■ RECORDS FOR THIS EXERCISE ■
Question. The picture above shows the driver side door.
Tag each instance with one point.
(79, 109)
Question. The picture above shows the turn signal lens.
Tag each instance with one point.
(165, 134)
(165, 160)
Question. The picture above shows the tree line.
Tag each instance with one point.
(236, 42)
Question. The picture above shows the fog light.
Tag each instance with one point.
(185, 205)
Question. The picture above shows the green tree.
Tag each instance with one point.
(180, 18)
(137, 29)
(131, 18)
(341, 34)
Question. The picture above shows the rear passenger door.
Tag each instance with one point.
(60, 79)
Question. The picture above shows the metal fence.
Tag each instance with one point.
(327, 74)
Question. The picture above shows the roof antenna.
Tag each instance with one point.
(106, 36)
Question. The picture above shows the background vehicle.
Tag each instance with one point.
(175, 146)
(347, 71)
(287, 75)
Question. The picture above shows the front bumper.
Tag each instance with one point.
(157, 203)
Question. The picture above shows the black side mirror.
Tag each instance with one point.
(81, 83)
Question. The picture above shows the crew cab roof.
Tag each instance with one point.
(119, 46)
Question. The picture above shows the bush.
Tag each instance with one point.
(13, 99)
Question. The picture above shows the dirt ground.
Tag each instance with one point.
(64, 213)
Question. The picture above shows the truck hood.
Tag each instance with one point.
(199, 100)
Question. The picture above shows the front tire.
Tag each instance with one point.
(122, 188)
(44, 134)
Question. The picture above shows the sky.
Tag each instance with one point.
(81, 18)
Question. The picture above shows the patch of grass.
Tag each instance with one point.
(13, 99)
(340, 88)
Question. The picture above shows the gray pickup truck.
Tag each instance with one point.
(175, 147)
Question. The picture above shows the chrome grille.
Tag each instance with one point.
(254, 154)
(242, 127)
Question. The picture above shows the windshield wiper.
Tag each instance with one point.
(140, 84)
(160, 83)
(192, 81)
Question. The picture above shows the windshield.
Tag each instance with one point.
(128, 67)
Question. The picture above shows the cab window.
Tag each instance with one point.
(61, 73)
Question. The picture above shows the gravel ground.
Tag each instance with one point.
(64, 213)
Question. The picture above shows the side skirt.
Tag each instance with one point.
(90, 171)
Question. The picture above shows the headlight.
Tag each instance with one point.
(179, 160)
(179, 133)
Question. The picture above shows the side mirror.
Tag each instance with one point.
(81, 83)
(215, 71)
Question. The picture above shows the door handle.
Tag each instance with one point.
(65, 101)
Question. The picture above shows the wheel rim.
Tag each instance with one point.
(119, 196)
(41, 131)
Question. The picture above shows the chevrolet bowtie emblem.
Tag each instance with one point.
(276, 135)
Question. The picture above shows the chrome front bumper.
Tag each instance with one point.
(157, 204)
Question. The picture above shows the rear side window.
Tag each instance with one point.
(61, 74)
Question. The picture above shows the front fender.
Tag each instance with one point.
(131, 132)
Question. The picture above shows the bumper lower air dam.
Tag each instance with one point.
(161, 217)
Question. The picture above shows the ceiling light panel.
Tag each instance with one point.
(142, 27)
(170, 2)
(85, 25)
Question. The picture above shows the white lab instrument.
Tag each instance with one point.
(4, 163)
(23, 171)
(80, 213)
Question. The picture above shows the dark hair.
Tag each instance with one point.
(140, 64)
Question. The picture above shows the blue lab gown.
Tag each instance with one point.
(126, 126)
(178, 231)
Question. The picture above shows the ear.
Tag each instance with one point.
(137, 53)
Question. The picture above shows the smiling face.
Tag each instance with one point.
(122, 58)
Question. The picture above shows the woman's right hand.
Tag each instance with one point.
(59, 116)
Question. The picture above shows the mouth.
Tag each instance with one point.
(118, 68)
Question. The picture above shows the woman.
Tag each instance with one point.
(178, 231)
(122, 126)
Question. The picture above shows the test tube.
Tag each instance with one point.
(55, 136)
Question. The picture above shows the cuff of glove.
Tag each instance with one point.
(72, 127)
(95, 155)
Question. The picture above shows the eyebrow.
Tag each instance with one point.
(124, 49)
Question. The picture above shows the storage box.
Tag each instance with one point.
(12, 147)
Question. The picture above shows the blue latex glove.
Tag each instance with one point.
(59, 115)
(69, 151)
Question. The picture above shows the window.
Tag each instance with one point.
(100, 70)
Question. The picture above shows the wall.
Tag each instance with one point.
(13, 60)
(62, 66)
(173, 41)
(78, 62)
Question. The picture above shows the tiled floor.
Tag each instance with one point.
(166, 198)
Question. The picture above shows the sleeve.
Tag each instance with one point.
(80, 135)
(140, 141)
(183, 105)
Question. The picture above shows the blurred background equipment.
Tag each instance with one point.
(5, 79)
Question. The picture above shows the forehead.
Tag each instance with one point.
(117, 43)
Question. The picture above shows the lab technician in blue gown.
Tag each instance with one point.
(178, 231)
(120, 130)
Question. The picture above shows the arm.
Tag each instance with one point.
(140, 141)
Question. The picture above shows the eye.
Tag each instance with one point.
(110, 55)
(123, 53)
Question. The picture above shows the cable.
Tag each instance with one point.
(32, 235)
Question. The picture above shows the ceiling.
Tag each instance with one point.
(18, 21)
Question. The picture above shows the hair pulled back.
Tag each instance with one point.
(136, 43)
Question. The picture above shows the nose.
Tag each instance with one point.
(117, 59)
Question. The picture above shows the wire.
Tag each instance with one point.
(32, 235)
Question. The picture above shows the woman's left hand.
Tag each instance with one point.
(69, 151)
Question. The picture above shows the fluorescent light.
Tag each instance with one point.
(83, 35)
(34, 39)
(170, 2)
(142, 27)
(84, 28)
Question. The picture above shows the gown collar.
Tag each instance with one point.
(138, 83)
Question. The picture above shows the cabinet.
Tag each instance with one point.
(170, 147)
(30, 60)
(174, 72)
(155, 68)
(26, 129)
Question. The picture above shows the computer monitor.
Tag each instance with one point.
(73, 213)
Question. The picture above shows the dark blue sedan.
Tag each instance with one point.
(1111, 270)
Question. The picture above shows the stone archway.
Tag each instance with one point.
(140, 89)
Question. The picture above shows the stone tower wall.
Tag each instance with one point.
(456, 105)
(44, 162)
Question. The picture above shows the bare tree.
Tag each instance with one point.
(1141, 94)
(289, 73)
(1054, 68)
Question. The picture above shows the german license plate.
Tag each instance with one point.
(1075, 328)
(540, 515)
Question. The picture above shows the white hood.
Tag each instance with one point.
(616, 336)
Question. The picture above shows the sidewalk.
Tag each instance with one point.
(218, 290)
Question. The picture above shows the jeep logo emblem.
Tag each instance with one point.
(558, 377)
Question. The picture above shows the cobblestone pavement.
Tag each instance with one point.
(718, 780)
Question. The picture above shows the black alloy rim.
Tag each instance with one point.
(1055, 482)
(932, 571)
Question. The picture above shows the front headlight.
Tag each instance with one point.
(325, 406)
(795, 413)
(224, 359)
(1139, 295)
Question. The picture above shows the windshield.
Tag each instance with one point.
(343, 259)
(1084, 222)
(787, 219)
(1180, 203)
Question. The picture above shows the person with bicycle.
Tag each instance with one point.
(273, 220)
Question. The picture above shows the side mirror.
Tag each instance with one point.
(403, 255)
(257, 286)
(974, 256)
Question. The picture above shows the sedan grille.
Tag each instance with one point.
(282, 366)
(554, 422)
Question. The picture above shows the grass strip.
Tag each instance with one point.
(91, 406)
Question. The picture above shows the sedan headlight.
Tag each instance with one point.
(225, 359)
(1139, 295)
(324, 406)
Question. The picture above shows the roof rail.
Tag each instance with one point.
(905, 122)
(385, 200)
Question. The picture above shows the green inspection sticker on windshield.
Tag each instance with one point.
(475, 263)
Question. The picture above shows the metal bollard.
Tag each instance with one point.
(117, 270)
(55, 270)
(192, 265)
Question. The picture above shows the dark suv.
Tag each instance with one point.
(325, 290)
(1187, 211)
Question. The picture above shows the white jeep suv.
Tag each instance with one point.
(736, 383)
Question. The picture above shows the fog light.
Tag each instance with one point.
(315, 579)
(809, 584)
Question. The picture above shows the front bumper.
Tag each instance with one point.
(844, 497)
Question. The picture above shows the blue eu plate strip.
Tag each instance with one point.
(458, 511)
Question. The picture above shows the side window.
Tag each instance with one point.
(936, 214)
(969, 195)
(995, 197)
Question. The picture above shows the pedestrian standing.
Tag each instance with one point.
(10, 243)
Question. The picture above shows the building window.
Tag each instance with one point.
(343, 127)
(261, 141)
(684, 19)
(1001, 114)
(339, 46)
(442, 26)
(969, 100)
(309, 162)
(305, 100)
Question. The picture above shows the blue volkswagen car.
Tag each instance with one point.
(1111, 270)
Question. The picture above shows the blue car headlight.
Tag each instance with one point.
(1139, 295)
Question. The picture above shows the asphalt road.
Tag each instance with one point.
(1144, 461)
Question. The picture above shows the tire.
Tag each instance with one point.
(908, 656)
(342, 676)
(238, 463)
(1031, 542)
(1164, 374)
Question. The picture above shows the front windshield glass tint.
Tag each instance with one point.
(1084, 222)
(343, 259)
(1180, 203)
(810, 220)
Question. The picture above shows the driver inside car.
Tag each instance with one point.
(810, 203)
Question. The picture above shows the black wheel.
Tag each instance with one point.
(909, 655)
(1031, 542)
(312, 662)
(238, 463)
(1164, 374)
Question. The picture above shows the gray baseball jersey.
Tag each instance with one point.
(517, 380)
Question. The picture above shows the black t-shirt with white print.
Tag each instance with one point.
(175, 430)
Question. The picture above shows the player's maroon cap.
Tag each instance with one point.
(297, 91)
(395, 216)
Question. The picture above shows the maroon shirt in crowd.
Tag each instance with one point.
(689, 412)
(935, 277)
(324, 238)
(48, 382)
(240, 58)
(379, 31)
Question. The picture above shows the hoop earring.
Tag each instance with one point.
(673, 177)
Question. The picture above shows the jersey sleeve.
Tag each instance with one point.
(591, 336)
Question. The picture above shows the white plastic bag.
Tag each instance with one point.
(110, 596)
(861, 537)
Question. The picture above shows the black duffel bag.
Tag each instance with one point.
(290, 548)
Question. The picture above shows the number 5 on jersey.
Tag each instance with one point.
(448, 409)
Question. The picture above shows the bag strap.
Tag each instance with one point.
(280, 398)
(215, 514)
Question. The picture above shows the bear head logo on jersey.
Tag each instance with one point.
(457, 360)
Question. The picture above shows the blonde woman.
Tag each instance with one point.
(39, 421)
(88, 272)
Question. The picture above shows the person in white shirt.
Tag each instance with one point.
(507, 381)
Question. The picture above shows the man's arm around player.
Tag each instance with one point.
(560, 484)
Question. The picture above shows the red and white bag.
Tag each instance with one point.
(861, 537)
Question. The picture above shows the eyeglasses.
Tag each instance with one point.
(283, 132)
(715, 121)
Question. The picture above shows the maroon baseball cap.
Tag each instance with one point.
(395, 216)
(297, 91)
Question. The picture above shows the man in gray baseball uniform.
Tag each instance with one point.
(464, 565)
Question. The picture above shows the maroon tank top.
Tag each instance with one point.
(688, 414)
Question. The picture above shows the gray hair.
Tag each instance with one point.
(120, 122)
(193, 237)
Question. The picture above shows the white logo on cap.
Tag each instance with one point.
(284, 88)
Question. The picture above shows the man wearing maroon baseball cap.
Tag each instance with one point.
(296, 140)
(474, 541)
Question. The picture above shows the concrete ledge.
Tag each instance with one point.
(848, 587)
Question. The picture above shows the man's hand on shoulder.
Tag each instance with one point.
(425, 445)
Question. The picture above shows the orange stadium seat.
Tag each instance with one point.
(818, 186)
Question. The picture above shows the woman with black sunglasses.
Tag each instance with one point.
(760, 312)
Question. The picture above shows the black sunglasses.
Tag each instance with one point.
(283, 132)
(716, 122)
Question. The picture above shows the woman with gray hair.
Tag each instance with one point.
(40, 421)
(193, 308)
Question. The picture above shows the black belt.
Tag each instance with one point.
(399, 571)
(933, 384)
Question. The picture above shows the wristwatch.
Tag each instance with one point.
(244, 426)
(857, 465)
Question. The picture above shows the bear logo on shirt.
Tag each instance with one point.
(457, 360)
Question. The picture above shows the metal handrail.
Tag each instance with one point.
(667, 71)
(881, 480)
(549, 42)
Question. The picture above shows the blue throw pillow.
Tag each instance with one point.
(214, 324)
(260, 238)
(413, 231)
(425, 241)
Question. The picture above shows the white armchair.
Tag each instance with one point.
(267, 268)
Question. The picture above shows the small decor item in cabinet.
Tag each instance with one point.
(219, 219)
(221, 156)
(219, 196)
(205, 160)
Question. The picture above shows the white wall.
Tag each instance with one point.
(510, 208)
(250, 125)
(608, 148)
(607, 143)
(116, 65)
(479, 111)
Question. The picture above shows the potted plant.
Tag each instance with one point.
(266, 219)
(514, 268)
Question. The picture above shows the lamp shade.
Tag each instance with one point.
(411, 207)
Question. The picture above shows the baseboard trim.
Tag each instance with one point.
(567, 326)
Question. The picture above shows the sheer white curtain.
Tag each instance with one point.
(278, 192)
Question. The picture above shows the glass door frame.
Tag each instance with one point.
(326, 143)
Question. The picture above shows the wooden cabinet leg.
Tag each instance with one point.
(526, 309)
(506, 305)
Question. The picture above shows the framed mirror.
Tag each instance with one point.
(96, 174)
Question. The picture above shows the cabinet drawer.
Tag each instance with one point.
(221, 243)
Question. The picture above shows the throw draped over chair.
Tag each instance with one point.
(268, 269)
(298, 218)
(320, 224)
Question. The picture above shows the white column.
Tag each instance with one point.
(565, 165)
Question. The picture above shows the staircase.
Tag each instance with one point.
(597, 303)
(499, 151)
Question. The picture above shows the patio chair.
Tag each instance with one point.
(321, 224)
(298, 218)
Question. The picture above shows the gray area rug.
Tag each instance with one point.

■ EXERCISE DETAILS ■
Output the line holding "Question. The picture above shows the black belt.", then every later line through the end of the records above, exactly as given and nothing else.

■ TASK RESPONSE ■
Question. The picture above shows the black belt.
Tag each instance with one point.
(399, 571)
(933, 384)
Question. The picture above shows the wristwatch.
Tag each instance with one point.
(244, 426)
(857, 465)
Question. The picture above shows the bear logo on shirt.
Tag each instance with one point.
(457, 360)
Question. The picture above shows the metal handrail.
Tag each instance with one point.
(667, 71)
(881, 480)
(549, 42)
Question. The picture above shows the blue throw pillow.
Tag each instance with one point.
(214, 324)
(260, 238)
(413, 231)
(425, 241)
Question. The picture above shows the white armchair.
Tag each instance with one point.
(267, 268)
Question. The picture above shows the small decor item in cabinet.
Tag each instance with one point.
(219, 219)
(221, 156)
(219, 196)
(205, 160)
Question. The picture above shows the white wall.
Tag each instance with one point.
(510, 208)
(250, 125)
(608, 148)
(607, 143)
(116, 65)
(479, 111)
Question. The picture above shows the potted plant.
Tag each instance with one point.
(266, 219)
(514, 268)
Question. The picture above shows the lamp shade.
Tag each instance with one point.
(411, 207)
Question. The picture above shows the baseboard trim.
Tag each instance with one point.
(567, 326)
Question. The picture above shows the sheer white curtain.
Tag each instance with one point.
(278, 192)
Question. The picture above shows the glass door frame.
Tag each instance with one point.
(326, 143)
Question. The picture above shows the wooden cabinet leg.
Tag each instance with one point.
(526, 309)
(506, 305)
Question. The picture above shows the framed mirror.
Tag each instance with one point.
(96, 174)
Question. The picture above shows the cabinet drawer.
Tag each instance with one point.
(221, 243)
Question. The picture above shows the throw draped over chair.
Tag each instance with one point.
(268, 269)
(298, 218)
(320, 224)
Question. The picture above shows the white column.
Tag each instance with one point.
(565, 165)
Question. The picture above shows the staircase.
Tag each instance with one point.
(597, 303)
(499, 151)
Question. The picture above shows the patio chair.
Tag each instance with one point.
(321, 224)
(298, 218)
Question. The picture above shows the gray area rug.
Tag each instance with one point.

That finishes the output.